─── EXCERPTED RECORDS ───
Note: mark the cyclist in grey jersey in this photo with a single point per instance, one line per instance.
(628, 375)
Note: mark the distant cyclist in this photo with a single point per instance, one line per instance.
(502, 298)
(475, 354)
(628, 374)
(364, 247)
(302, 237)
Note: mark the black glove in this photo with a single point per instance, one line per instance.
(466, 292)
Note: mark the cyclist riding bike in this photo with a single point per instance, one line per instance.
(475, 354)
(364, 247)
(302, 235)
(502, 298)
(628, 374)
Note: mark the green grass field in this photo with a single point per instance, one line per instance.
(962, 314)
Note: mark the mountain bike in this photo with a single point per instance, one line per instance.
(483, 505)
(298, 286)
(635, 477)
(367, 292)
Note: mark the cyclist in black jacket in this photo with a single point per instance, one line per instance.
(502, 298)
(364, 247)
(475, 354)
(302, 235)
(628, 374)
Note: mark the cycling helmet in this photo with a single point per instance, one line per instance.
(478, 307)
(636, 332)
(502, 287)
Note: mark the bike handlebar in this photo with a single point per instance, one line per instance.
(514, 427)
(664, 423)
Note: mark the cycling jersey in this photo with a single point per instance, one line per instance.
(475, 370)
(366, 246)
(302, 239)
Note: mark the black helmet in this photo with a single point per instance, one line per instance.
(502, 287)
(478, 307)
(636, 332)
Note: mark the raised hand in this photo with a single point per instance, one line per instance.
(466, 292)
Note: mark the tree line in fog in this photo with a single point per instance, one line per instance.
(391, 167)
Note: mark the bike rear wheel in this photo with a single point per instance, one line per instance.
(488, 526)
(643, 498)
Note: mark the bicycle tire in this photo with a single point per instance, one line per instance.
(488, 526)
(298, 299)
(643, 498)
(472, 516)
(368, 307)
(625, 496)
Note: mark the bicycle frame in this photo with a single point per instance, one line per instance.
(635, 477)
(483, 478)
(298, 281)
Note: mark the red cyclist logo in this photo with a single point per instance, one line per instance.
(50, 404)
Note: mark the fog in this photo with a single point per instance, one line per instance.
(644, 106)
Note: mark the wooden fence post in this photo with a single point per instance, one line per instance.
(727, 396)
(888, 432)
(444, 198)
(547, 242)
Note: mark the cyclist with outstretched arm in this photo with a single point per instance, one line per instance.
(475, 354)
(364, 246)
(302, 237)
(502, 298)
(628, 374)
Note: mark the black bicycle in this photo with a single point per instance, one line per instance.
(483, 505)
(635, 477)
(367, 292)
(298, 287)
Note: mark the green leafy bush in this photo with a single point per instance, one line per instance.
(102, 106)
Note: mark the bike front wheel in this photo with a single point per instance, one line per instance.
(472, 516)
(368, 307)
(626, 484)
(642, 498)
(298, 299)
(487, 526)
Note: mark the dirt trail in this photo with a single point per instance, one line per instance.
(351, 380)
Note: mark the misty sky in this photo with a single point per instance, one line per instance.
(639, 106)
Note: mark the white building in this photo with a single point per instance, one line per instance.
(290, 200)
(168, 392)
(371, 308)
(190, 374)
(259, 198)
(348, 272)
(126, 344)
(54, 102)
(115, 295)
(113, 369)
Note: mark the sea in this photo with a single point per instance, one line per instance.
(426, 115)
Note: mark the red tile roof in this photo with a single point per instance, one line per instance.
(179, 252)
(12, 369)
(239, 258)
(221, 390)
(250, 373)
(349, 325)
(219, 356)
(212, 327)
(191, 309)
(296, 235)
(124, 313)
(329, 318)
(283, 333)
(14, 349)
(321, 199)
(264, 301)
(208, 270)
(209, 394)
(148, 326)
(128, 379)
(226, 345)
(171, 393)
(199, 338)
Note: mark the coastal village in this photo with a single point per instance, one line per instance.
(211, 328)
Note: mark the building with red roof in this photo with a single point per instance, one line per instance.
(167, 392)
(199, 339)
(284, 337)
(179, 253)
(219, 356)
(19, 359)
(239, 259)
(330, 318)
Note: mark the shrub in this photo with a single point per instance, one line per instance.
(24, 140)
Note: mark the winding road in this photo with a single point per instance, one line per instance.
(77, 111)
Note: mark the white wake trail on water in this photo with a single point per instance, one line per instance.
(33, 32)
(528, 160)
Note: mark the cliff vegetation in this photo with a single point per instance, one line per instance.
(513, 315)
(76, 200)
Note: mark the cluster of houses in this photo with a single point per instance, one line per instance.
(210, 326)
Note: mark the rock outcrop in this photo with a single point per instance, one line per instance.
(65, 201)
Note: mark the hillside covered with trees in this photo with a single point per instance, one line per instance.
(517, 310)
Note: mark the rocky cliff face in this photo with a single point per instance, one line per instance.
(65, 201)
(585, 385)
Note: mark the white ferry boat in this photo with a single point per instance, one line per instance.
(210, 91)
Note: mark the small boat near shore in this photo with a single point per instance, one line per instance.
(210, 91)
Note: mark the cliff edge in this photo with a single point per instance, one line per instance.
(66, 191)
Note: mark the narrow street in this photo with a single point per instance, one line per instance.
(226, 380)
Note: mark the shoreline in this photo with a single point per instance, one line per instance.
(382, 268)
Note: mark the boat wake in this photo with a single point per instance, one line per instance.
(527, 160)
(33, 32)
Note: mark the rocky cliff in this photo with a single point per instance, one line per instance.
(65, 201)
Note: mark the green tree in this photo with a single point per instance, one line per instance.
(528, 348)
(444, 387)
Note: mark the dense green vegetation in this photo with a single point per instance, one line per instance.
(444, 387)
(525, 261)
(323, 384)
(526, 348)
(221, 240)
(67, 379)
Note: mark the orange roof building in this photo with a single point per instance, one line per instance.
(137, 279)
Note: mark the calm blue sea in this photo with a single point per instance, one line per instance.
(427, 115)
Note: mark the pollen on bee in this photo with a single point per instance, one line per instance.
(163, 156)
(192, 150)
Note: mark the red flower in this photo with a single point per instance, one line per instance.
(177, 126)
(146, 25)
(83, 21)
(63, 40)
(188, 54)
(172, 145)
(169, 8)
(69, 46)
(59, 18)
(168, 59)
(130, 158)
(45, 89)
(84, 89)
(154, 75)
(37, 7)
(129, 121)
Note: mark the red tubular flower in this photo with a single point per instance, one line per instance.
───
REQUIREMENT: The full listing is to be printed again exactly as it stands.

THE COMPLETED TASK:
Note: mark the cyclist in grey jersey in this photo with a single point per instance, one line per instance.
(628, 375)
Note: mark the distant cyclist in this photo with a single point per instance, one line per instance.
(502, 298)
(475, 354)
(628, 374)
(364, 247)
(302, 237)
Note: mark the black glove in this photo with a single point per instance, one line per instance.
(466, 292)
Note: mark the cyclist riding bike in this photo with a single point per instance, one line per instance.
(475, 354)
(364, 247)
(302, 235)
(502, 298)
(628, 374)
Note: mark the green grass field in this photo with a single point per instance, one line per instance.
(962, 314)
Note: mark the mountain bike in this photo with a single point per instance, one line per instance.
(483, 505)
(298, 286)
(635, 477)
(367, 292)
Note: mark the cyclist in black jacket in this photo with a single point per instance, one line per instance.
(502, 298)
(364, 247)
(475, 354)
(302, 235)
(628, 374)
Note: mark the cycling helmet in this photo with a single point per instance, one line per instance.
(478, 307)
(636, 332)
(502, 287)
Note: mark the bike handlebar in this photo with a single point per instance, one line per instance.
(514, 427)
(664, 423)
Note: mark the cycling jersey in this photo with a single point per instance, one line per instance.
(475, 370)
(366, 246)
(302, 239)
Note: mark the black helmet in this photo with a single point per instance, one line per instance.
(502, 287)
(478, 307)
(636, 332)
Note: mark the raised hand in this photo with a single point per instance, one line per instance.
(466, 292)
Note: mark the tree line in fog in this photo with a single point per instance, one line per instance.
(391, 167)
Note: mark the bike rear wheel in this photo with a single point per instance, one line per instance.
(488, 526)
(643, 498)
Note: mark the bicycle tire in this photo with a single point per instance, one line per instance.
(488, 526)
(298, 299)
(643, 498)
(472, 516)
(368, 307)
(625, 496)
Note: mark the bicycle frame in this photo with a single point per instance, one line per instance.
(635, 477)
(483, 478)
(298, 281)
Note: mark the red cyclist logo in this photo with a single point per instance, one line per instance.
(50, 404)
Note: mark the fog in this photo with a single point per instance, one line per instance.
(644, 106)
Note: mark the wooden fence post in this photo with a single point per instance, one line per instance.
(727, 396)
(888, 432)
(444, 198)
(547, 242)
Note: mark the cyclist with outstretched arm in this photo with a single point per instance, one line per instance.
(475, 354)
(364, 246)
(302, 237)
(502, 298)
(628, 374)
Note: mark the black bicycle in this photo with a single point per instance, one line per instance.
(483, 505)
(635, 477)
(367, 292)
(298, 287)
Note: mark the green leafy bush in this photo with a single point per instance, one line per instance.
(102, 106)
Note: mark the bike front wheel in this photo with a single point per instance, one line per instance.
(472, 516)
(368, 307)
(626, 484)
(642, 498)
(298, 299)
(487, 526)
Note: mark the dirt trail in this photo with a single point per instance, one line per instance.
(351, 380)
Note: mark the misty sky in this photo with a single point per instance, one line per instance.
(639, 106)
Note: mark the white building in this photo with a single point per instance, one line per instance.
(290, 200)
(168, 392)
(371, 308)
(190, 374)
(259, 198)
(348, 272)
(126, 344)
(54, 102)
(115, 295)
(113, 369)
Note: mark the sea in this photo with a single point per instance, one line per instance.
(426, 115)
Note: mark the red tile roof in this photo with a single point per instance, one line per instance.
(179, 252)
(12, 369)
(239, 258)
(221, 390)
(250, 373)
(349, 325)
(219, 356)
(212, 327)
(191, 309)
(296, 235)
(124, 313)
(329, 318)
(283, 333)
(14, 349)
(321, 199)
(264, 301)
(208, 270)
(209, 394)
(148, 326)
(128, 379)
(226, 345)
(171, 393)
(199, 338)
Note: mark the coastal village in this photo with a single point per instance, one line per instance.
(211, 328)
Note: mark the building with red roof in this photo with a single point per instance, one line per instance.
(167, 392)
(199, 339)
(284, 337)
(179, 253)
(219, 356)
(19, 359)
(239, 259)
(330, 318)
Note: mark the shrub in this photo with a single point per instance, one line per instance.
(24, 140)
Note: mark the winding road in this photo with a single point per instance, one line per instance.
(77, 111)
Note: mark the white wake trail on water in this photo with a single point per instance, one line per instance.
(33, 32)
(528, 160)
Note: mark the cliff vegetation in this photo with a single point per instance, one line per instance.
(513, 315)
(76, 200)
Note: mark the cluster of houses in this photo with a single point per instance, one line per instance.
(210, 326)
Note: mark the rock outcrop in this photo with a single point per instance, one line per instance.
(65, 201)
Note: mark the hillside covered with trees in this photo with a single point per instance, one line per instance.
(517, 310)
Note: mark the rocky cliff face in this photo with a single point per instance, one line per instance.
(65, 201)
(585, 385)
Note: mark the white ferry boat in this photo with a single point per instance, one line per instance.
(210, 91)
Note: mark the small boat near shore in this photo with a single point per instance, one line per instance.
(210, 91)
Note: mark the cliff edge in this photo with a single point per instance, one line per instance.
(66, 191)
Note: mark the narrow street in this photo with a single point per instance, one line per instance.
(226, 380)
Note: mark the shoreline in this photo with a single point per instance, one line per instance.
(382, 268)
Note: mark the boat wake in this photo with a single point per instance, one line per instance.
(527, 160)
(33, 32)
Note: mark the rocky cliff in this photo with a single point per instance, one line per instance.
(65, 201)
Note: mark the green tree in this photo with a single point per instance, one line per instance.
(528, 348)
(444, 387)
Note: mark the dense green vegetation in this photo with a single point per instance, one line per instance.
(444, 387)
(525, 261)
(323, 384)
(526, 348)
(221, 240)
(67, 379)
Note: mark the orange roof building in this photo with a single point per instance, one line per instance.
(137, 279)
Note: mark the calm blue sea in this photo with a single point per instance, one line per instance.
(427, 115)
Note: mark the pollen on bee in this photo with a single point per instance, one line per instance.
(163, 156)
(192, 150)
Note: mark the red flower in this photo with a single point per instance, one line per instance.
(177, 126)
(146, 25)
(83, 21)
(63, 40)
(188, 54)
(172, 145)
(169, 8)
(69, 46)
(59, 18)
(168, 59)
(130, 158)
(45, 89)
(84, 89)
(154, 75)
(37, 7)
(129, 121)
Note: mark the red tubular flower in this photo with a single point per instance, one line per instance.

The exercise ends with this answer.